-- BEGIN --

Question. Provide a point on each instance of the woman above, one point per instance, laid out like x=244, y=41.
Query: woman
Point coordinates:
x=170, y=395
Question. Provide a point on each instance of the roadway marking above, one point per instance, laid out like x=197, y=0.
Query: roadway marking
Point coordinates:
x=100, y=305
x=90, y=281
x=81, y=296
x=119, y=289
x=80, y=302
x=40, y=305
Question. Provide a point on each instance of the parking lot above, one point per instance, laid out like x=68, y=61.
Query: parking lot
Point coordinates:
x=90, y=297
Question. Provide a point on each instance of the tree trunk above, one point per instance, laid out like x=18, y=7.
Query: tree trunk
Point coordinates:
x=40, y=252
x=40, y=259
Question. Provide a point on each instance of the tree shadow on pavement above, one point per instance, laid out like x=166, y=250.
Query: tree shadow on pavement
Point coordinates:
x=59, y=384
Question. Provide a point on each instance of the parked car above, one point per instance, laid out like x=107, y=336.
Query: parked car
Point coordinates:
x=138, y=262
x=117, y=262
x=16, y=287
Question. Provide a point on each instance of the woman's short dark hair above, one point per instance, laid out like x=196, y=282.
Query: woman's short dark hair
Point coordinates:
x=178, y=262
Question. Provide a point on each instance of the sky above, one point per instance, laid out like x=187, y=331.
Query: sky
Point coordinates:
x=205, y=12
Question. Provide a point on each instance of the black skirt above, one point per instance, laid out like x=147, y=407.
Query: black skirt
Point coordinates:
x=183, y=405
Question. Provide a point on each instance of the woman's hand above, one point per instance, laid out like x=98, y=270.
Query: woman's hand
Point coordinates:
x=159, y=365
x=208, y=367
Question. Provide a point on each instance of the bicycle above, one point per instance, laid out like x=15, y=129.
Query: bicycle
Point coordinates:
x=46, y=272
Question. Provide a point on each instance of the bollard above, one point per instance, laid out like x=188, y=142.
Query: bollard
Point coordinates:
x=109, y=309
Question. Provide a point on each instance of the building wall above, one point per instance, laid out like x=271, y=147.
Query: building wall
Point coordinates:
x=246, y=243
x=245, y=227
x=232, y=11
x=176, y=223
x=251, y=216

-- END --

#### Work instructions
Copy everything from the start of the rows down to the line with "x=40, y=259", changing "roadway marking" to "road marking" and leaving everything else as it is. Give only those lines.

#### The solution
Question. Provide a point on each instance of the woman above, one point per instance, laid out like x=244, y=41.
Query: woman
Point coordinates:
x=170, y=395
Question. Provide a point on each instance of the road marking above, one point per instance, laid out like x=197, y=0.
Query: road marking
Point coordinates:
x=100, y=305
x=90, y=281
x=81, y=296
x=119, y=289
x=80, y=302
x=40, y=305
Question. Provide a point on each instance of the parking lot above, one point per instance, laid out like x=68, y=61.
Query: parking lot
Point coordinates:
x=90, y=297
Question. Provide a point on each instance of the tree trunk above, one point per instance, laid out like x=18, y=7.
Query: tree trunk
Point coordinates:
x=40, y=252
x=40, y=259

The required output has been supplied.